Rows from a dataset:

────────────────

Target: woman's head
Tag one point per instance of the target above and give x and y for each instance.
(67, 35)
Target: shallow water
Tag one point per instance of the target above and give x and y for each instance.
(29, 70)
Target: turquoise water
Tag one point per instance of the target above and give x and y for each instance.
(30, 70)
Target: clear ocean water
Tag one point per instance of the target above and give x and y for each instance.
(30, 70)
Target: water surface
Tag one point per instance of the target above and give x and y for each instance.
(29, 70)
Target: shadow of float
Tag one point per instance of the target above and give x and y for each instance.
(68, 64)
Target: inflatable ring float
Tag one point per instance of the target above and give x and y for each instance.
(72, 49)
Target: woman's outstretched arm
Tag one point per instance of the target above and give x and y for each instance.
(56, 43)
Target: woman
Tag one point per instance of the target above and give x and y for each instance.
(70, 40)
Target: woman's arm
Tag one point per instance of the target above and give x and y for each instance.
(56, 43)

────────────────

• [Exercise task]: Rewrite the entire listing above with each "Tag" changed to "Mark", keeping everything else the same.

• [Answer to this problem]:
Target: woman's head
Mark one point per instance of the target above and give x and y for each instance.
(67, 35)
Target: shallow water
Mark one point per instance of the target above and give x and y for each instance.
(29, 70)
Target: turquoise water
Mark one point per instance of the target above and give x and y for each instance.
(30, 70)
Target: clear ocean water
Mark one point per instance of the target above and give x and y for each instance.
(30, 70)
Target: water surface
Mark one point per instance of the target above and give x and y for each instance.
(29, 70)
Target: shadow of float
Mark one point per instance of the target above and give x and y for each instance.
(68, 64)
Target: inflatable ring float
Mark one point per instance of the target above and give x and y for each instance.
(72, 49)
Target: woman's outstretched arm
Mark one point per instance of the target above and give x and y for each instance.
(56, 43)
Target: woman
Mark one point per instance of the target above and give x and y for each instance.
(70, 40)
Target: woman's arm
Mark one point per instance of the target above and give x and y for each instance.
(56, 43)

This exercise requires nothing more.